AIM OF THE TASK
Only the lines from the top of the following listing through the line with "pixel 849 686" belong in your answer, exactly as written.

####

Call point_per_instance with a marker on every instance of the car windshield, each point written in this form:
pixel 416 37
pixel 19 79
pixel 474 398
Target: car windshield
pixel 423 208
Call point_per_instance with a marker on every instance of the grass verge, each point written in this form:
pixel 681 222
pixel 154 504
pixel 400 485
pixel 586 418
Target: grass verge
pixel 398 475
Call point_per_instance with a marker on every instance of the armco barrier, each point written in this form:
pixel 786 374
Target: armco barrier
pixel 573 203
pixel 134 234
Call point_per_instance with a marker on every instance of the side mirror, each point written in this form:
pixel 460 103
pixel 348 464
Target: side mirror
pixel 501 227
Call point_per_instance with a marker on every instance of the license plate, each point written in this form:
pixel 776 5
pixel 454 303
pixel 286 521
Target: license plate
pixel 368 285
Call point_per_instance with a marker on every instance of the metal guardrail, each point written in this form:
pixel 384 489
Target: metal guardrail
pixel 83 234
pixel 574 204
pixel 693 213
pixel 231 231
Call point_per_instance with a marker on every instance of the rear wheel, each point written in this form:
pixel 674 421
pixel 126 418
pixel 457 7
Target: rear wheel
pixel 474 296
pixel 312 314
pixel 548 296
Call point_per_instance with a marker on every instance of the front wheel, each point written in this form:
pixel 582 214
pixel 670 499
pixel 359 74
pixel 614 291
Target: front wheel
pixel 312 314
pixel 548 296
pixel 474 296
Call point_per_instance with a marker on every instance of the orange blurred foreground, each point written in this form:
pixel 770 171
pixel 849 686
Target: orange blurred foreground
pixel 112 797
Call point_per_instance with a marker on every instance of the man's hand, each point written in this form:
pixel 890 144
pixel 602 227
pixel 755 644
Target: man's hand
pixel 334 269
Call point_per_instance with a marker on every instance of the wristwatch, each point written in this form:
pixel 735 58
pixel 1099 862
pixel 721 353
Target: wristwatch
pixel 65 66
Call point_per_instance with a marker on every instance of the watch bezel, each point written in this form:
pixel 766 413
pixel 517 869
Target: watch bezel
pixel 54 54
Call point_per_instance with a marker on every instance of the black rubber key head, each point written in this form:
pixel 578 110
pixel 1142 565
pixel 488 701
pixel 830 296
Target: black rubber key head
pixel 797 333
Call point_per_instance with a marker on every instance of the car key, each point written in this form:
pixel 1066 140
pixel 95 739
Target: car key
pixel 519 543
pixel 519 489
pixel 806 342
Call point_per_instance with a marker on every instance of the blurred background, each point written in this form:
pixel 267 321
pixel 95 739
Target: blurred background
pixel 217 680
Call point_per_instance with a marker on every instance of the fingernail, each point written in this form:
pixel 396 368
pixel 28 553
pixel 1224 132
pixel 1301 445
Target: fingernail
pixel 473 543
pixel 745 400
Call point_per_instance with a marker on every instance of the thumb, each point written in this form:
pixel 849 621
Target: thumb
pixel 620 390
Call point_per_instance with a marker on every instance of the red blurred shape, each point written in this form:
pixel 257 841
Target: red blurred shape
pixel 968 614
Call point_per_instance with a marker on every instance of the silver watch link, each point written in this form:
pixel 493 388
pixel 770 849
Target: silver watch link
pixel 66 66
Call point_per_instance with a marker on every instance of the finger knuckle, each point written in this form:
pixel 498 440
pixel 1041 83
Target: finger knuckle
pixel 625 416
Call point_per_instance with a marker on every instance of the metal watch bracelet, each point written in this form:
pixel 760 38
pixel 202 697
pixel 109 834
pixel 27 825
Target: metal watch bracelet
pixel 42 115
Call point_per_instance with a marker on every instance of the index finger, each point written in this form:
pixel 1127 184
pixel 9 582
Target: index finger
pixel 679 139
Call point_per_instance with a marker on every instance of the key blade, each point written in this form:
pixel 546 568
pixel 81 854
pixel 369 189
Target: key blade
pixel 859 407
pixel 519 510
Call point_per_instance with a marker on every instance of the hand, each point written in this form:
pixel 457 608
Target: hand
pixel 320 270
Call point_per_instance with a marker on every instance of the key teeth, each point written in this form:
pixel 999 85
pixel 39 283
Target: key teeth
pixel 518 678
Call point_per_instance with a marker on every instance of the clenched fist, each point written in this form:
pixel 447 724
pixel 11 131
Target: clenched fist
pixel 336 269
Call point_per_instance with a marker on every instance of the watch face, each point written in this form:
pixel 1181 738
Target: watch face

####

ANSWER TO THIS PROBLEM
Call point_per_instance with a marker on every instance of the car windshield, each point written in this form:
pixel 416 37
pixel 19 79
pixel 474 398
Target: car windshield
pixel 423 208
Call point_per_instance with a marker on every instance of the grass verge, each point written in this form:
pixel 681 222
pixel 154 504
pixel 400 485
pixel 586 418
Target: grass verge
pixel 398 475
Call point_per_instance with a marker on every instance of the armco barrier, each point written in this form:
pixel 786 374
Target: armco barrier
pixel 573 203
pixel 134 234
Call point_per_instance with a marker on every instance of the side mirror, each point written in this form:
pixel 460 103
pixel 348 464
Target: side mirror
pixel 501 227
Call point_per_instance with a marker on every instance of the license plate, each point written in this form:
pixel 776 5
pixel 454 303
pixel 286 521
Target: license plate
pixel 368 285
Call point_per_instance with a marker on every instance of the metal guardrail, each point written in this form:
pixel 384 489
Target: metal guardrail
pixel 83 234
pixel 574 204
pixel 693 213
pixel 231 231
Call point_per_instance with a marker on every instance of the rear wheel, each point written in this form:
pixel 674 421
pixel 126 418
pixel 457 7
Target: rear wheel
pixel 474 296
pixel 312 314
pixel 548 296
Call point_per_instance with a marker on every instance of the front wheel, each point written in this form:
pixel 582 214
pixel 670 499
pixel 359 74
pixel 614 291
Target: front wheel
pixel 312 314
pixel 548 296
pixel 474 296
Call point_per_instance with a marker on every instance of the orange blurred foreground, each point written in this form:
pixel 770 171
pixel 849 686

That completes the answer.